Excerpts from a dataset
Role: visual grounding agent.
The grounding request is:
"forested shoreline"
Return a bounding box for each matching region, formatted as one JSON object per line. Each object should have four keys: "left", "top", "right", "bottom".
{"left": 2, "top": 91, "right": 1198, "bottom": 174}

WHAT YOU HAVE TO DO: Work out how many lines in the records hold the word "grounding", and answer with that number alone.

OUTPUT FOR THIS EXERCISE: 2